## Task to carry out
Rewrite every one of the entries below, replacing each occurrence of "rock" with "stone" and leaving everything else as it is.

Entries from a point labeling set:
## Start

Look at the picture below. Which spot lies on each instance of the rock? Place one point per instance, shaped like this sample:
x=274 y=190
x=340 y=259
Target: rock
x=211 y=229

## End

## Task result
Look at the picture below. Which spot lies on each instance of the stone? Place one point per instance, shaped like this sample:
x=274 y=190
x=340 y=259
Target: stone
x=211 y=229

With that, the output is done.